### Stated goal
Copy the lines below verbatim, from the start of the entries through the line with "x=100 y=493".

Excerpts from point annotation data
⁂
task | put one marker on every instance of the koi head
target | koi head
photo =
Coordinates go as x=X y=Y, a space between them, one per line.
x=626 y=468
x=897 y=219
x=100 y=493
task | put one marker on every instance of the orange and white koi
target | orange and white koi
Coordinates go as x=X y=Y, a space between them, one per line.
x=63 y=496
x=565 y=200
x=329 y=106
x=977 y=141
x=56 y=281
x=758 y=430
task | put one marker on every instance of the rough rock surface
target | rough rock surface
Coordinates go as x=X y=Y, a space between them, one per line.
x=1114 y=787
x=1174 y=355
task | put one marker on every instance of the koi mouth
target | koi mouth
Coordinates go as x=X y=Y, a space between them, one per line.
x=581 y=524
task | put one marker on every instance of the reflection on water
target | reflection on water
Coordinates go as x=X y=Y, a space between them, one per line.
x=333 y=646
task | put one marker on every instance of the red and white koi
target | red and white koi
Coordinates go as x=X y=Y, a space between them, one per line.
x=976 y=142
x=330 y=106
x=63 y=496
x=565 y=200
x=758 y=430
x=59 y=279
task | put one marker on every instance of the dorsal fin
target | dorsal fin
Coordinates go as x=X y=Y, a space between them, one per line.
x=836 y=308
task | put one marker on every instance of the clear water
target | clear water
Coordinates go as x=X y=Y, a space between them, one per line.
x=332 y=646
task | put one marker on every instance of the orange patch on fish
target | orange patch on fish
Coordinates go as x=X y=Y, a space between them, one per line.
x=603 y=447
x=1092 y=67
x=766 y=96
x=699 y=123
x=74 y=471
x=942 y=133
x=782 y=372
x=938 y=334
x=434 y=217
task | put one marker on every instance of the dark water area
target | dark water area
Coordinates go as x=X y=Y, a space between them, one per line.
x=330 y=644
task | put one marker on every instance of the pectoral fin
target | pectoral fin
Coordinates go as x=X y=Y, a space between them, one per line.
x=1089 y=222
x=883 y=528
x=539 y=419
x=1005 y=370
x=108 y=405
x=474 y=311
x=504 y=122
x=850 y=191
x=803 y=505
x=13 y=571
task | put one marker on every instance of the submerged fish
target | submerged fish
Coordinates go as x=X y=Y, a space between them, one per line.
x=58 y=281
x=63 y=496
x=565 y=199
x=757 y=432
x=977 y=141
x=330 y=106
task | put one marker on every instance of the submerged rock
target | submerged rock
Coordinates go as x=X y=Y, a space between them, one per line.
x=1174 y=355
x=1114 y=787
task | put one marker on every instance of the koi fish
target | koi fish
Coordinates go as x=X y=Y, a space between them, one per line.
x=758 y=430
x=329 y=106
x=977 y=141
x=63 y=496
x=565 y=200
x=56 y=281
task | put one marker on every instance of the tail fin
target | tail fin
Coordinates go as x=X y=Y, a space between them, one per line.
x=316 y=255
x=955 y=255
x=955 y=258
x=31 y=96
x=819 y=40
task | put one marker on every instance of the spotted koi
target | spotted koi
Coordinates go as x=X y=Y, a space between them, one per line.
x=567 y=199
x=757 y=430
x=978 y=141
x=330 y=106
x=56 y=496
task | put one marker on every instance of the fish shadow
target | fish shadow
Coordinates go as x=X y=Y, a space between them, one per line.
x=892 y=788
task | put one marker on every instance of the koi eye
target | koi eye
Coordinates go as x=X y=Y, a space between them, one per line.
⁂
### Reply to the exercise
task | put one marker on every instance of the koi head
target | koi head
photo =
Coordinates go as x=X y=Y, a space between them, one per line.
x=626 y=468
x=897 y=219
x=100 y=493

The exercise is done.